Begin at the line containing "box: [289, 174, 356, 197]" in the entries below and end at the line containing "box: [13, 267, 193, 386]"; transcribe that range exactly and nothing outside it.

┌─ Records for the exercise

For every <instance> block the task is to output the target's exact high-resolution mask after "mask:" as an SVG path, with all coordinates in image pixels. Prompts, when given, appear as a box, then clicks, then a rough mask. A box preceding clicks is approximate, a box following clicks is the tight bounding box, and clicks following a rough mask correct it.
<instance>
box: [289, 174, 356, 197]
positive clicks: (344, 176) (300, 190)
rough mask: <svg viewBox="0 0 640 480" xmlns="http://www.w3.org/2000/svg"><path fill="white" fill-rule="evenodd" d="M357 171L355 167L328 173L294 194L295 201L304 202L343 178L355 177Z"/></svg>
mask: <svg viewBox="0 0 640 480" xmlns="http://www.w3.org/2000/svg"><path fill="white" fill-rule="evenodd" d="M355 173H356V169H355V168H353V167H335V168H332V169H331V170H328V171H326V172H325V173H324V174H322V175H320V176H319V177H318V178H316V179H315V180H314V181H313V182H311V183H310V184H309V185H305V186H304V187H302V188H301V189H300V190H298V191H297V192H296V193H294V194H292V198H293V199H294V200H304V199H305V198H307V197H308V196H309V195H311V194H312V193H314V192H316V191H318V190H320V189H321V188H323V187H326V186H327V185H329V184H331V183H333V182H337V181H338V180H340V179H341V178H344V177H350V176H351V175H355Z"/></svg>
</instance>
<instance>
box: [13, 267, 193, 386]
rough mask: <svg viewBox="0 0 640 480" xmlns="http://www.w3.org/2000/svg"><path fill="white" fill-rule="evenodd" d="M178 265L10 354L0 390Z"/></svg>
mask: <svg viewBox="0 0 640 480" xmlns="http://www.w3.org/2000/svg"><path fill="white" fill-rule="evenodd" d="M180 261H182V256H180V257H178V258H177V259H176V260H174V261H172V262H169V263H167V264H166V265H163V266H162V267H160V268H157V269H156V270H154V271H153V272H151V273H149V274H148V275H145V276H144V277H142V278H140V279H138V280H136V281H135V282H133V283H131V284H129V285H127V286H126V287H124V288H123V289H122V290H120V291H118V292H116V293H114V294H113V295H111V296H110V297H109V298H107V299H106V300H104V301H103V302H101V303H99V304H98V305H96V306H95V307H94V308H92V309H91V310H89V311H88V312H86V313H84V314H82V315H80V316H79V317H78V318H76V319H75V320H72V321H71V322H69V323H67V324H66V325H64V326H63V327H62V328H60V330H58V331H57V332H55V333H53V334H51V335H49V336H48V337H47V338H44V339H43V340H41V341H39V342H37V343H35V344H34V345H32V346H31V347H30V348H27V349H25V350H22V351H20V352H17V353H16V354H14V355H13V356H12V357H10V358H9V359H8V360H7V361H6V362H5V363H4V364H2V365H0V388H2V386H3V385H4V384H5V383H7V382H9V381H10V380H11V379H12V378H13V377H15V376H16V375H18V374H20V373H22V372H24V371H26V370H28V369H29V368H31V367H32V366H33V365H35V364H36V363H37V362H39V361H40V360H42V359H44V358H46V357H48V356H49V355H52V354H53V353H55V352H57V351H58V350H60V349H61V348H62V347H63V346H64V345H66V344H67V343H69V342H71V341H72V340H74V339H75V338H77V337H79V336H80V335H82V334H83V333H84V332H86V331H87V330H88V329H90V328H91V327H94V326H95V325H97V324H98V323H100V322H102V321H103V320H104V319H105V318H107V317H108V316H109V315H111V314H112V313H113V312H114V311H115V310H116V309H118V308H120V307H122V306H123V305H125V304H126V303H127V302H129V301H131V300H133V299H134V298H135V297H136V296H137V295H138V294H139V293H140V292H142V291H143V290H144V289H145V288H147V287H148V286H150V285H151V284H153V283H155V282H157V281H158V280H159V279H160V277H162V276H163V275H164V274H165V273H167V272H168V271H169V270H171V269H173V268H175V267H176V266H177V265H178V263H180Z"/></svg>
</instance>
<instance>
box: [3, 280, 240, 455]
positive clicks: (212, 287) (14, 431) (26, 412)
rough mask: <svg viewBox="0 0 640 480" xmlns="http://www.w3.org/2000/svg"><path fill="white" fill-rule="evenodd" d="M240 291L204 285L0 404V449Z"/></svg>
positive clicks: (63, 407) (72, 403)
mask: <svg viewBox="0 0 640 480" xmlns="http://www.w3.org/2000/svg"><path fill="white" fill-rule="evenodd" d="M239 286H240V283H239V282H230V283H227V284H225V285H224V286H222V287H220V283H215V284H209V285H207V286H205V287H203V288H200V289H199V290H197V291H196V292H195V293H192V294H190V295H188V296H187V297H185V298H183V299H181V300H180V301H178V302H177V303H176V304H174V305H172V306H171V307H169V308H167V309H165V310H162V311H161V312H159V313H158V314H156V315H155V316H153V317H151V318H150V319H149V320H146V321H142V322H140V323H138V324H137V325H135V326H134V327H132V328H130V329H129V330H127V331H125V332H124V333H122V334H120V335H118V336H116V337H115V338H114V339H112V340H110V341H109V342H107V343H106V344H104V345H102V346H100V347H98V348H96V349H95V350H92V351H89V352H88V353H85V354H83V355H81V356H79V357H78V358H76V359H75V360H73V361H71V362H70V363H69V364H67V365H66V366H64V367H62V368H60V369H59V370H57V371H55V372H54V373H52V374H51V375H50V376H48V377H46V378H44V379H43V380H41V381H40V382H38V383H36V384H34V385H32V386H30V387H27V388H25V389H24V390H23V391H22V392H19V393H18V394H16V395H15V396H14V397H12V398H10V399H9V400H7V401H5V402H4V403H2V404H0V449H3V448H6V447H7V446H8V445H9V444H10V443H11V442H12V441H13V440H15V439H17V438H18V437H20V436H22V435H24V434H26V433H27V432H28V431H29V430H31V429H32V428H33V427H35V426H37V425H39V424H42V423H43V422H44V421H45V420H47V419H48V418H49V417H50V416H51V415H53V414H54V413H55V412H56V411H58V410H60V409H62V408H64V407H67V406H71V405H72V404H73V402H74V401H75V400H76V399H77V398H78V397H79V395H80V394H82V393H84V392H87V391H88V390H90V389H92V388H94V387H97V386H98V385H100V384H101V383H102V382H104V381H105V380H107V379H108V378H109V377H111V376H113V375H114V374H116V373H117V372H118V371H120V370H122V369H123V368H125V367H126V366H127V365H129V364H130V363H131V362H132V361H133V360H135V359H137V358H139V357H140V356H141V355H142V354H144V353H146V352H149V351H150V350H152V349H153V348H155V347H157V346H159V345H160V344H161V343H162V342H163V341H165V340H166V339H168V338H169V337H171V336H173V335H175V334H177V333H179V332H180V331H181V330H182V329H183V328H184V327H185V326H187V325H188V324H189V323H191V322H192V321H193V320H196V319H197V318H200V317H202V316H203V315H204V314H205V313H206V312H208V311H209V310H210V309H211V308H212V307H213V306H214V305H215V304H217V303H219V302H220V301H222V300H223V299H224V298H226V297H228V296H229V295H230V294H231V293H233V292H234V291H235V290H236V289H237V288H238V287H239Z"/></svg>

└─

[Result for this task]
box: [289, 174, 356, 197]
positive clicks: (344, 176) (300, 190)
rough mask: <svg viewBox="0 0 640 480" xmlns="http://www.w3.org/2000/svg"><path fill="white" fill-rule="evenodd" d="M357 171L355 167L328 173L294 194L295 201L304 202L343 178L355 177Z"/></svg>
mask: <svg viewBox="0 0 640 480" xmlns="http://www.w3.org/2000/svg"><path fill="white" fill-rule="evenodd" d="M355 173H356V169H355V168H353V167H335V168H332V169H331V170H328V171H326V172H325V173H324V174H322V175H320V176H319V177H318V178H316V179H315V180H314V181H313V182H311V183H310V184H309V185H305V186H304V187H302V188H301V189H300V190H298V191H297V192H296V193H294V194H292V198H293V199H294V200H304V199H305V198H307V197H308V196H309V195H311V194H312V193H314V192H316V191H318V190H320V189H321V188H323V187H326V186H327V185H329V184H331V183H333V182H337V181H338V180H340V179H341V178H344V177H350V176H351V175H355Z"/></svg>
</instance>
<instance>
box: [13, 267, 193, 386]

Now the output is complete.